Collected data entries
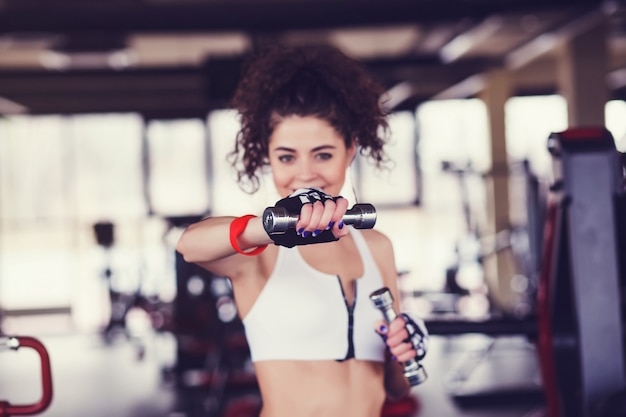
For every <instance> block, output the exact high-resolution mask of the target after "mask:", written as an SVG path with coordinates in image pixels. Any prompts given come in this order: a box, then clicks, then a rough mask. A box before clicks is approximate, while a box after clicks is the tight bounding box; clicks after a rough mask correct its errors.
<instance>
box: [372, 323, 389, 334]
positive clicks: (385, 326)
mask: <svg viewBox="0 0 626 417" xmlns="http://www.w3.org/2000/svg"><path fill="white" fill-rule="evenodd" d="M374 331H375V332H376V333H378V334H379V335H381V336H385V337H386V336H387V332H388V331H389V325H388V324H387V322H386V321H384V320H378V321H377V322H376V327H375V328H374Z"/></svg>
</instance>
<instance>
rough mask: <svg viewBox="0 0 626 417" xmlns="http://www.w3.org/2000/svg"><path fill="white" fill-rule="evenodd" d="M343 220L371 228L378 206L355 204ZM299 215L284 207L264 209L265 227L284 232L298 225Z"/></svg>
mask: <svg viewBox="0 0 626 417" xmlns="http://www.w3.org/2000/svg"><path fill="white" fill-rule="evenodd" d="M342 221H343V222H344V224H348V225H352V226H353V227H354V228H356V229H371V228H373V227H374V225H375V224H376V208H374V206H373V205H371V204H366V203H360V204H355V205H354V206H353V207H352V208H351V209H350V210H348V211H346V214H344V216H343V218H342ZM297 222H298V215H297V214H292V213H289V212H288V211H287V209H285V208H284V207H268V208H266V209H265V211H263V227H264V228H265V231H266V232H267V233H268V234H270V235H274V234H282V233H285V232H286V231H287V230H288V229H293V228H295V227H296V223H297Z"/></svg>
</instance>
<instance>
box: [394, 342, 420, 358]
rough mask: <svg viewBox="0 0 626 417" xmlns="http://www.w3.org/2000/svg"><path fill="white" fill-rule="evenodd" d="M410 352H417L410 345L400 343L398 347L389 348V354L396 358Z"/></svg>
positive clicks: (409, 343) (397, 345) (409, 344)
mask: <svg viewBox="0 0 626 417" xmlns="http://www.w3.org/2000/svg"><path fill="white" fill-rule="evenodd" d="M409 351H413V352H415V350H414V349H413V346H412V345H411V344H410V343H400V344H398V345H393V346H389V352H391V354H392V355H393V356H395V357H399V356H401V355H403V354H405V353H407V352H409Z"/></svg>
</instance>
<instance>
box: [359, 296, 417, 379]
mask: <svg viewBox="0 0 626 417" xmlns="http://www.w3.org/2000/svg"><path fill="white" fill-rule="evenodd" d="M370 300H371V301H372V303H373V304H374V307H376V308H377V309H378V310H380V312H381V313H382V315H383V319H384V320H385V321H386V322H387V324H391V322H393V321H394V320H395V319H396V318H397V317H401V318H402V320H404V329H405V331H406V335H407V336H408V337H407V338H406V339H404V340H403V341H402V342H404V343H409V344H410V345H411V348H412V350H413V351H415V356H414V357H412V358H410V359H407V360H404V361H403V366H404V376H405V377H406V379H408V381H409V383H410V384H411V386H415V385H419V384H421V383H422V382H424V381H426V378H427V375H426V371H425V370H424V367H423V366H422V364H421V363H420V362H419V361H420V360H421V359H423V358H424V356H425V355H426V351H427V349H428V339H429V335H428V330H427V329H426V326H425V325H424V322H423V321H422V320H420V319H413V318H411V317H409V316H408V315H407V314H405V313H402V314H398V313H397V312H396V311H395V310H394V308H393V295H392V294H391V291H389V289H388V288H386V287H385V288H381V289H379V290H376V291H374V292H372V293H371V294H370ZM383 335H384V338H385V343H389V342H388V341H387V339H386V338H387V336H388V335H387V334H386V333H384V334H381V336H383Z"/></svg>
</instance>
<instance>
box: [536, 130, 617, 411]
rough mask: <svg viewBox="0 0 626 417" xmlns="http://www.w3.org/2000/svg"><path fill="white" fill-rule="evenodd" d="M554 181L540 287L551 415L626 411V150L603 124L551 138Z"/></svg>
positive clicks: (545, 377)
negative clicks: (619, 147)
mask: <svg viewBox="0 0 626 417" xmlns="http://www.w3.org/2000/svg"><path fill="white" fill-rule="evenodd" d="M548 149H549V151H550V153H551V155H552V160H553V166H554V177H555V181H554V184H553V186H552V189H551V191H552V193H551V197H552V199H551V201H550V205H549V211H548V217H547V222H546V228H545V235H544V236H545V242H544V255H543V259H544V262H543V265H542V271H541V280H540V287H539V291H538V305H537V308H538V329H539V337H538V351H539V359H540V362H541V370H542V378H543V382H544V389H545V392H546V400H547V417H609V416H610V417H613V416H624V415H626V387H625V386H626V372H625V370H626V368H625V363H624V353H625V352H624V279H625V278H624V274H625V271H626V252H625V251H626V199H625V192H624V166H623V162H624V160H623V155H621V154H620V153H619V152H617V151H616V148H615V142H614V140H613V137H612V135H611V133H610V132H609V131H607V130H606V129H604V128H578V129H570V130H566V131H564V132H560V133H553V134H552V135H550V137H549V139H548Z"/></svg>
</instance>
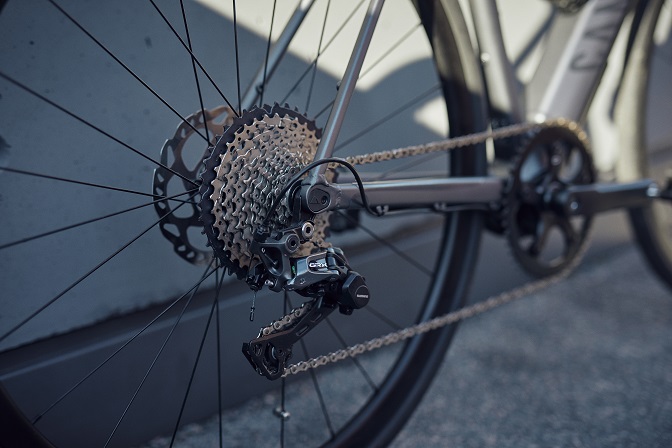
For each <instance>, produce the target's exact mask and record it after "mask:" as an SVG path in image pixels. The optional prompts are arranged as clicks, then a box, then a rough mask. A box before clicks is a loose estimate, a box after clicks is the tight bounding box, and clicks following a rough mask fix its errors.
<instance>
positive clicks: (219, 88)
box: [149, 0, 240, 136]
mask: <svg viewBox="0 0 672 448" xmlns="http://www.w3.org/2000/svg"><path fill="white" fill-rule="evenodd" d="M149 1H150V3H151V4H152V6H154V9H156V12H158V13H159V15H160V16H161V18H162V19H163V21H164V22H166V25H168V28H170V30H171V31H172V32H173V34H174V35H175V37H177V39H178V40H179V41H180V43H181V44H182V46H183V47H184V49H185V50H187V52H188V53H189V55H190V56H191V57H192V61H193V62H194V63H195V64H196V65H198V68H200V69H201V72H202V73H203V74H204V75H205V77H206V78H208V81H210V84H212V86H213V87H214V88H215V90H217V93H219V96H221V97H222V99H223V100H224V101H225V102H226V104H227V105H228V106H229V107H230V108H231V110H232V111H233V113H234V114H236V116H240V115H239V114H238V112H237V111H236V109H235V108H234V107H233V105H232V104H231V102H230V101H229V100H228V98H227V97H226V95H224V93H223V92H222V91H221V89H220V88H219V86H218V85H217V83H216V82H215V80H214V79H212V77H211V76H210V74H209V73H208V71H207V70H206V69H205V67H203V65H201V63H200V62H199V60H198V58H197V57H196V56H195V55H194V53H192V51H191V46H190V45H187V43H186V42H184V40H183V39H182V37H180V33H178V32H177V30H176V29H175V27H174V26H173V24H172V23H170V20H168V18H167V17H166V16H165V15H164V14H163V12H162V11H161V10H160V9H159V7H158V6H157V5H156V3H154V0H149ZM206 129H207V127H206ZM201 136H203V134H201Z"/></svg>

### [Task to complete]
Find each line above with the string "errors", then report how many there are. Write only the number.

### [Answer to the exercise]
2